• **GIVEN EXERCISE**:
From the line that contains "In this exercise you will indicate the spare" through the closing line of the entries, write out each line exactly; pictures stay out.

** begin LISTING **

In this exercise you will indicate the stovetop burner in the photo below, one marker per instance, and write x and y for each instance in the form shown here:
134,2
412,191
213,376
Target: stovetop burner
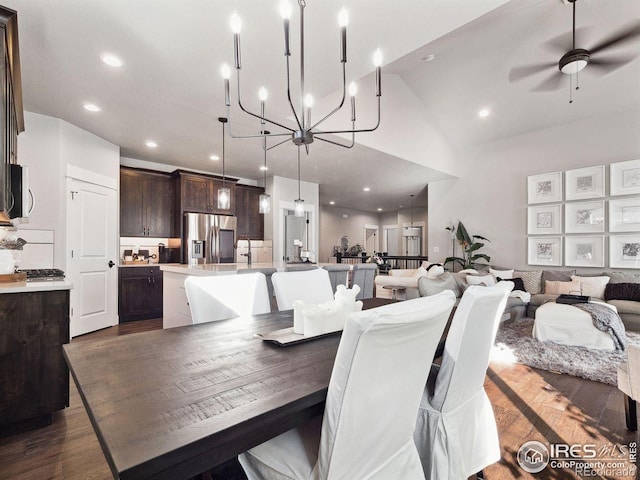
39,274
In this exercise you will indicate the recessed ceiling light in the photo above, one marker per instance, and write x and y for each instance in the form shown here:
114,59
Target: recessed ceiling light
91,107
111,60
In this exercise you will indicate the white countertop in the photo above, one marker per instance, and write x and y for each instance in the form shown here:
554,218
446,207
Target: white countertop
44,286
223,268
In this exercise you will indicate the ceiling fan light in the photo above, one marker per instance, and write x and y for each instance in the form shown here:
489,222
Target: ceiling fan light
573,67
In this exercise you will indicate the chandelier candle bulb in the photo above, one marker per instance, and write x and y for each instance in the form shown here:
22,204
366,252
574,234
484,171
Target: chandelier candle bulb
343,19
236,26
353,89
308,103
285,11
377,61
226,74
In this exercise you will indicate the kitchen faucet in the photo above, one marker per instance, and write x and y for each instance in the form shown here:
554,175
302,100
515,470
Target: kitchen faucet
248,254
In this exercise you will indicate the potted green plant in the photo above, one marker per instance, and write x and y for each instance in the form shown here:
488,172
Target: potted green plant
469,245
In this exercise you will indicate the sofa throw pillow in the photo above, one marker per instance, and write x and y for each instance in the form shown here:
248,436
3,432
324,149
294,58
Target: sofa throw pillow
559,288
518,284
592,286
622,291
432,286
532,280
620,277
486,280
504,274
556,276
435,270
421,272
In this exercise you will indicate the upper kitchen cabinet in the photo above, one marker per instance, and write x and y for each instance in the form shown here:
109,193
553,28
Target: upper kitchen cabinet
250,221
12,118
199,193
147,202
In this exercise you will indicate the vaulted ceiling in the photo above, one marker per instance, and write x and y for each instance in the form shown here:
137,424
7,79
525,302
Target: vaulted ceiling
170,90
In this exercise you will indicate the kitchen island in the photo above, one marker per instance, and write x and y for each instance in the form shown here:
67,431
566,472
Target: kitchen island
175,308
34,324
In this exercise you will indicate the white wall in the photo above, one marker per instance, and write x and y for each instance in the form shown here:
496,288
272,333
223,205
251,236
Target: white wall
490,197
333,226
283,192
47,146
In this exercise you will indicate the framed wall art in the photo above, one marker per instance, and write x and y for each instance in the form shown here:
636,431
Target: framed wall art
545,188
584,217
624,251
624,215
583,183
545,251
624,178
584,251
544,220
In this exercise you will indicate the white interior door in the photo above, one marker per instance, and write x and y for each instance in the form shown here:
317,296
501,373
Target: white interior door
93,235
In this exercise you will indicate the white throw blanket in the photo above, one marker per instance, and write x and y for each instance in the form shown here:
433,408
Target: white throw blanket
524,296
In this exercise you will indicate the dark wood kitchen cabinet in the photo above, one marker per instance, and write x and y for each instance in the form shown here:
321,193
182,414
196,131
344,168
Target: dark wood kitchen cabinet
34,378
199,193
11,111
250,221
147,201
139,293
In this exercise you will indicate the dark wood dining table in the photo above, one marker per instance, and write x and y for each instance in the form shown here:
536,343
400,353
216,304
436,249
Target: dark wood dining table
170,404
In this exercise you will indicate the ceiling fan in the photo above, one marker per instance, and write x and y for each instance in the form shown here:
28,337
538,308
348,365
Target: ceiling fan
576,59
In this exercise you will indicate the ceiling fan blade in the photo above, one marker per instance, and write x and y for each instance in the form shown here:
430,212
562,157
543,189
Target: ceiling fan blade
620,37
564,42
610,64
550,84
518,73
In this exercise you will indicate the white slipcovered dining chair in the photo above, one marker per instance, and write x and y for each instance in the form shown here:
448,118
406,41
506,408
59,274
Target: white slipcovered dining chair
629,383
373,397
226,296
338,275
456,433
311,286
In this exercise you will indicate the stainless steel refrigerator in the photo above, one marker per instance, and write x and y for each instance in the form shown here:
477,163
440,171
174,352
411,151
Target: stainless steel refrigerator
209,238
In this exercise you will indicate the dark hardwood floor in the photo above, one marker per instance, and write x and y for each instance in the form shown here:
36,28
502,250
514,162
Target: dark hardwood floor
529,404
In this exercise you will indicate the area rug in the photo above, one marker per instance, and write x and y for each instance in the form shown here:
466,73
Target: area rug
515,344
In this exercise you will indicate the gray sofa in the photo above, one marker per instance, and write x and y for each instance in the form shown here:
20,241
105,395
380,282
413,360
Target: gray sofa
457,282
605,286
628,309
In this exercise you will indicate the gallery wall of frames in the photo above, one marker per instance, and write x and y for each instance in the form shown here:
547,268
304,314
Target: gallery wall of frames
573,220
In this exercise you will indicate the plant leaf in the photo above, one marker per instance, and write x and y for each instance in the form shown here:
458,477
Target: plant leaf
463,235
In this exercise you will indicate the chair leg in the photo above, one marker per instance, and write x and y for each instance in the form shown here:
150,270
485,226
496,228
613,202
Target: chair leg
631,414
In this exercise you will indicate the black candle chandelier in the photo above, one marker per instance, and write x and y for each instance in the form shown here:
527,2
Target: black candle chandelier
304,131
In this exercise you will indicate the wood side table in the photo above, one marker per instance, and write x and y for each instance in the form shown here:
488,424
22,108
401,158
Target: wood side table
395,289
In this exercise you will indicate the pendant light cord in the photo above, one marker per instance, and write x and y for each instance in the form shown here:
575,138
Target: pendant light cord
224,181
298,173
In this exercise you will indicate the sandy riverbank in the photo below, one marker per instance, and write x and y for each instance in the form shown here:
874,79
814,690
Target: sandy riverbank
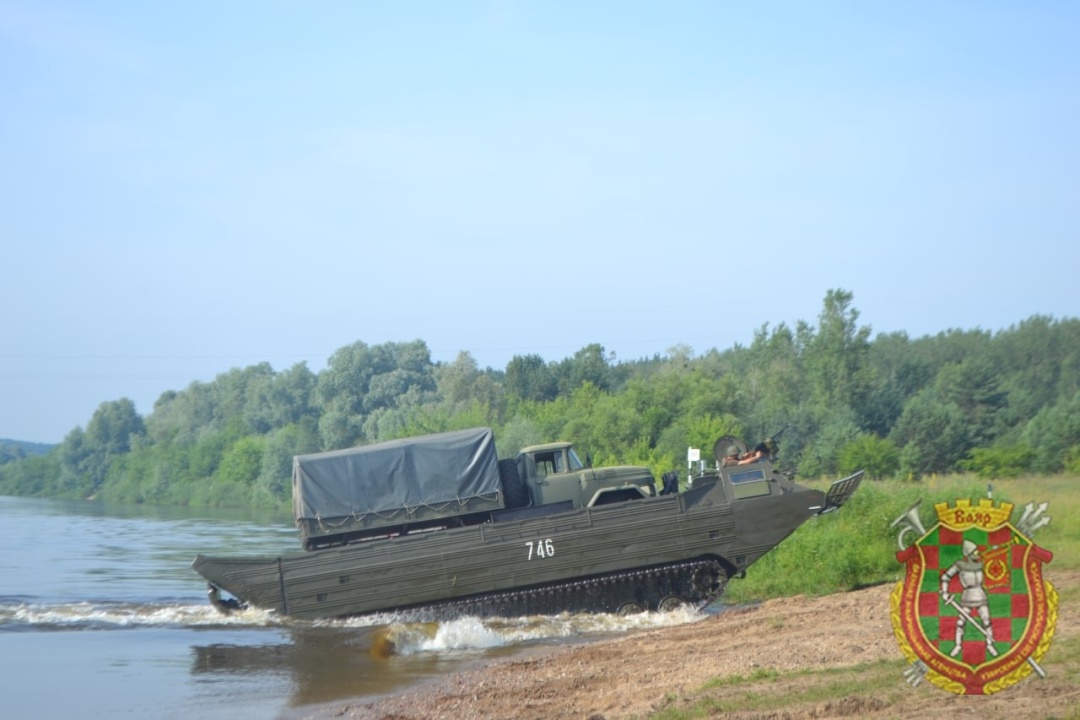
797,649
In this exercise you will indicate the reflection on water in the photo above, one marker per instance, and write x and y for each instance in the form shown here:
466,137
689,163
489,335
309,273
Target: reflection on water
100,600
347,659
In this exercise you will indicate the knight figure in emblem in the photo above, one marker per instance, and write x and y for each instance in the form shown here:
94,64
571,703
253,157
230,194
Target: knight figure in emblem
973,600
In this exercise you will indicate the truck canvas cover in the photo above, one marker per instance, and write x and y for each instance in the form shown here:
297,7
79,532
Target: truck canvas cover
396,483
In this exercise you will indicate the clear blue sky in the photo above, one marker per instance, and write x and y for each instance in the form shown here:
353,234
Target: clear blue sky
191,187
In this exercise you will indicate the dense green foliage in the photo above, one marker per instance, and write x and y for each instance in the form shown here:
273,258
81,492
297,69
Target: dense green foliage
998,404
858,546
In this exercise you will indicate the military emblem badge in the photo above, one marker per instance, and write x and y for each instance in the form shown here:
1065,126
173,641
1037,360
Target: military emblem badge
973,613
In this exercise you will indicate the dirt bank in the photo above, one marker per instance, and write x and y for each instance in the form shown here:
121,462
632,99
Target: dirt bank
796,657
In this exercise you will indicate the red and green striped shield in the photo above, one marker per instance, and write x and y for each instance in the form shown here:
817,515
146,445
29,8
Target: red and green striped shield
1022,605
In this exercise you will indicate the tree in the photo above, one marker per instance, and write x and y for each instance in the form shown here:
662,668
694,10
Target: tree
878,457
932,434
588,365
836,356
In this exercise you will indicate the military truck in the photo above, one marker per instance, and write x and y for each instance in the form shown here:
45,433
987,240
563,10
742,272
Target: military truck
437,527
443,480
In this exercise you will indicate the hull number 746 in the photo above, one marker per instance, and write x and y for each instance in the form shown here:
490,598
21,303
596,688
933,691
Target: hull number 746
540,548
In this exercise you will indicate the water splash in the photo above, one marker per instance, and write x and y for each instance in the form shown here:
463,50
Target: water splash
471,634
120,615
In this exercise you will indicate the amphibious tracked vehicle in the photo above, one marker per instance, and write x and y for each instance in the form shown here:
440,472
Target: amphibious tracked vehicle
437,526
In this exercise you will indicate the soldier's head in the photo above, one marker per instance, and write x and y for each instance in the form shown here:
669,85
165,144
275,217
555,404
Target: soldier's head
970,549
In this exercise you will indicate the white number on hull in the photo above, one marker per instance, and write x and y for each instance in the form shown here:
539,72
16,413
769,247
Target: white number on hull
540,548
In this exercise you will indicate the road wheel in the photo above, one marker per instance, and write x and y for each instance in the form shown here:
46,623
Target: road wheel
671,602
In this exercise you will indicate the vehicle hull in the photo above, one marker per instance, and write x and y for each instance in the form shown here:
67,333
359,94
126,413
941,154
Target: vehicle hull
424,569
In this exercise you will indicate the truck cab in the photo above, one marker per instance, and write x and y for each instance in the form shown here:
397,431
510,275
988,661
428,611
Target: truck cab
553,473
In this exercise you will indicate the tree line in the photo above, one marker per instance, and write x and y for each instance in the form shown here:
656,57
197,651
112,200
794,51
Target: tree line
997,404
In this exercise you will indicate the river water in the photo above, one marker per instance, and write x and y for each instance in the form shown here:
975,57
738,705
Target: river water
102,616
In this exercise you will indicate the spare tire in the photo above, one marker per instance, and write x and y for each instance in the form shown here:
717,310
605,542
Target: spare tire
514,492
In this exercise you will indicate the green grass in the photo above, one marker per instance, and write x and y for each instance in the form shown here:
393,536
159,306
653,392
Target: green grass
855,546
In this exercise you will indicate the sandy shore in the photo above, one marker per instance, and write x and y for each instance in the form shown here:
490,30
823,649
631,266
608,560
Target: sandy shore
790,648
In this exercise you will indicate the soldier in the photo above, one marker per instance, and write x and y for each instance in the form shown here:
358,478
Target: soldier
973,599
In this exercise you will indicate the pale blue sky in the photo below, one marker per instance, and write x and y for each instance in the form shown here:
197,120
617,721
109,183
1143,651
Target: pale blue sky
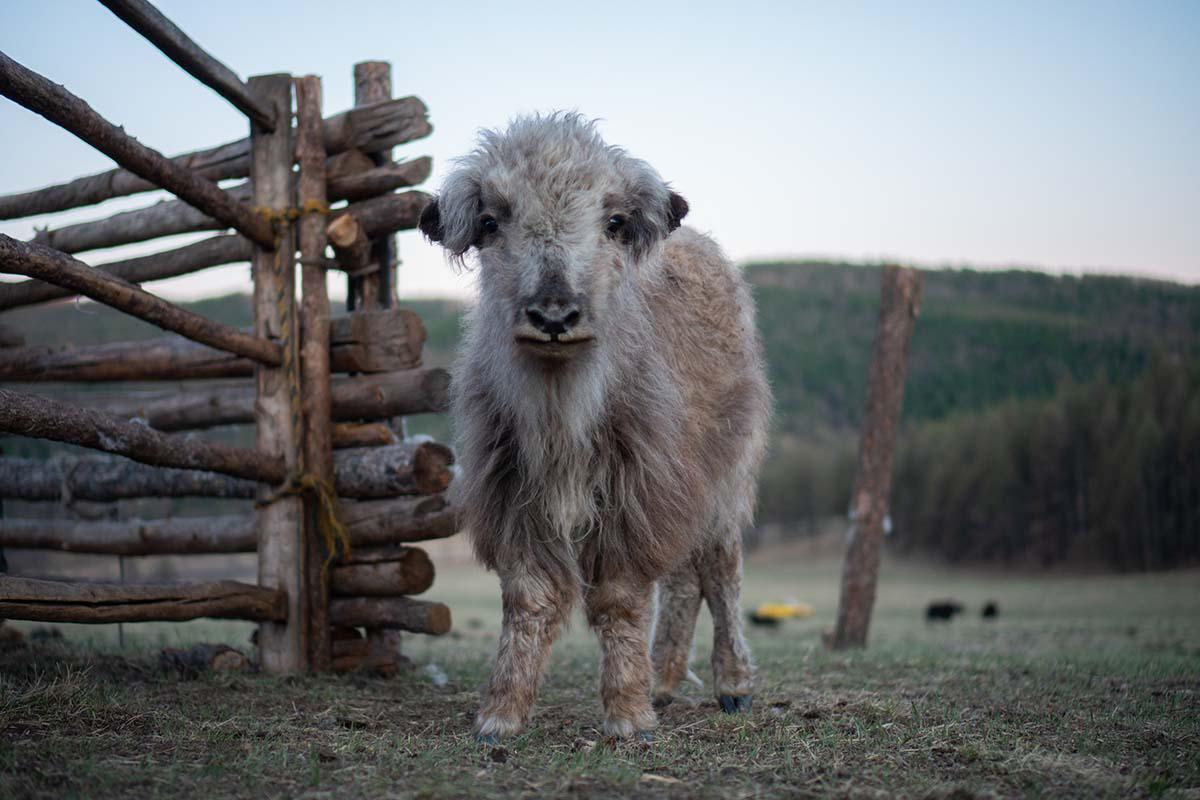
1061,136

** end LISTING **

• **TASK RESPONSE**:
In this exercise you will indicate the spare tire in the photo above, one marker per instance, and write x and y for each instance in the form shown here:
717,310
605,542
Target: spare tire
514,492
In this exercise you will indicate the green grass in the photo above, one marker per instance, and write x and y for each instance in the form shown here:
393,536
159,306
653,392
Target: green grass
855,546
In this exercise you will indicate the sandy shore in the photo above, one marker per instance, and write x and y for each instance in the form shown here:
490,30
823,649
631,266
608,560
Target: sandy shore
790,648
In this exercise you will indicate the soldier in the photo above, one marker per instance, and write x and y for each instance in the form shown here:
358,478
Target: soldier
973,599
In this exercise you will indicate the pale blue sky in the photo below, one marker per instance, and write x and y for each instance in the form shown here:
197,120
617,721
109,183
1143,651
Target: pale blue sky
1061,136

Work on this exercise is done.